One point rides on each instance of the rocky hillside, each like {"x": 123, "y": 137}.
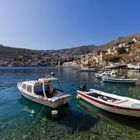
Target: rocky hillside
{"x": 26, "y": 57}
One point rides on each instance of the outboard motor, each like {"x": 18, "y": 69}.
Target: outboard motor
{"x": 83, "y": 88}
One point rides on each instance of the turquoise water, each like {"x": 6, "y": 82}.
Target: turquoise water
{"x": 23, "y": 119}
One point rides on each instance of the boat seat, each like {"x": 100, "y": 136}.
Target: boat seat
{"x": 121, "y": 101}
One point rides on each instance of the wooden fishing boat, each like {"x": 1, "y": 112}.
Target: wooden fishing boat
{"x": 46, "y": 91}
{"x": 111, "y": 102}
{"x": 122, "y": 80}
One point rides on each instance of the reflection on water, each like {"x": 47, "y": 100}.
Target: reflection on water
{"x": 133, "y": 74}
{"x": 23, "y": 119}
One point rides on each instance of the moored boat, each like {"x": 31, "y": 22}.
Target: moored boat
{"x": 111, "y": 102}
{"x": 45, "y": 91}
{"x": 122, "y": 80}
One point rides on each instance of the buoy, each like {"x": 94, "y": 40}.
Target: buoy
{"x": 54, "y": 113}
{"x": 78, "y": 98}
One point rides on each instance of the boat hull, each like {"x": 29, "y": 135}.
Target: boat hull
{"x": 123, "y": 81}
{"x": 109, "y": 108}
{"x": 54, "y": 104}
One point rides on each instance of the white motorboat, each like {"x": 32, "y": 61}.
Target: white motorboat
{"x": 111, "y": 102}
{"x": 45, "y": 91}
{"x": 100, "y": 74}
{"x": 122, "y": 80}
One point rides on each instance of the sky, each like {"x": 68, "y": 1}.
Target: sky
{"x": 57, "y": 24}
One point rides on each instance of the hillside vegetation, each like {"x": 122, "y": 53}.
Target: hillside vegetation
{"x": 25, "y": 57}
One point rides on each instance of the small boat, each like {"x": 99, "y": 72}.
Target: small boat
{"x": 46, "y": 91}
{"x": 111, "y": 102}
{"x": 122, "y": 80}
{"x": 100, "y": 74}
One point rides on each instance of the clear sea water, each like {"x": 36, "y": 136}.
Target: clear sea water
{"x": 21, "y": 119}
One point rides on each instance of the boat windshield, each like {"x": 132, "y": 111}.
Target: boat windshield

---

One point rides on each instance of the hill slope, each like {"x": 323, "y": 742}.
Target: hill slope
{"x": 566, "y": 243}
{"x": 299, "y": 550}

* * *

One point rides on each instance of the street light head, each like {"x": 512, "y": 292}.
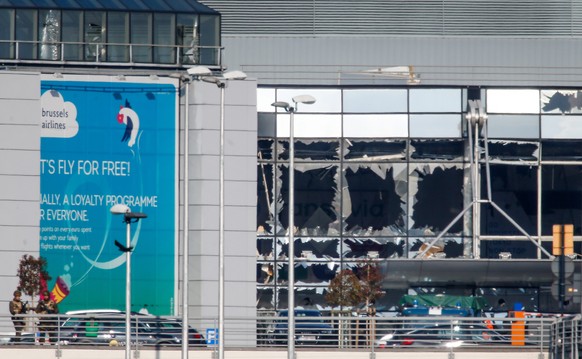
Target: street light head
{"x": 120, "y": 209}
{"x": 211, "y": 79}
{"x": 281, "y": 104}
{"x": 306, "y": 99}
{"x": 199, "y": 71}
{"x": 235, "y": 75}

* _Written exercise_
Copy the items between the lines holding "One point rides on each instance of the moored" and "Target: boat windshield", inclusive, reproducing each line without any change.

* _Task output_
One point rides on each instance of the moored boat, each like {"x": 31, "y": 22}.
Target: moored boat
{"x": 111, "y": 102}
{"x": 45, "y": 91}
{"x": 122, "y": 80}
One point rides on each instance of the buoy, each like {"x": 94, "y": 40}.
Target: buoy
{"x": 54, "y": 113}
{"x": 78, "y": 98}
One point rides on each instance of the boat hull, each like {"x": 29, "y": 135}.
Target: boat hull
{"x": 123, "y": 81}
{"x": 109, "y": 108}
{"x": 54, "y": 104}
One point rides on each instance of the white motorboat, each like {"x": 32, "y": 61}.
Target: white motorboat
{"x": 111, "y": 102}
{"x": 45, "y": 91}
{"x": 100, "y": 74}
{"x": 122, "y": 80}
One point rides on each instance of the sky, each like {"x": 68, "y": 1}.
Target: sky
{"x": 57, "y": 24}
One point rides on each instance of the hillside vegetation, each like {"x": 122, "y": 53}.
Target: hillside vegetation
{"x": 25, "y": 57}
One point rides on each instance of the small boat, each like {"x": 99, "y": 72}.
Target: small boat
{"x": 46, "y": 91}
{"x": 111, "y": 102}
{"x": 122, "y": 80}
{"x": 100, "y": 74}
One point rides on each instance of the clear sea water, each like {"x": 36, "y": 136}.
Target: clear sea water
{"x": 21, "y": 119}
One point rides on each instance of the boat windshield, each like {"x": 132, "y": 111}.
Target: boat windshield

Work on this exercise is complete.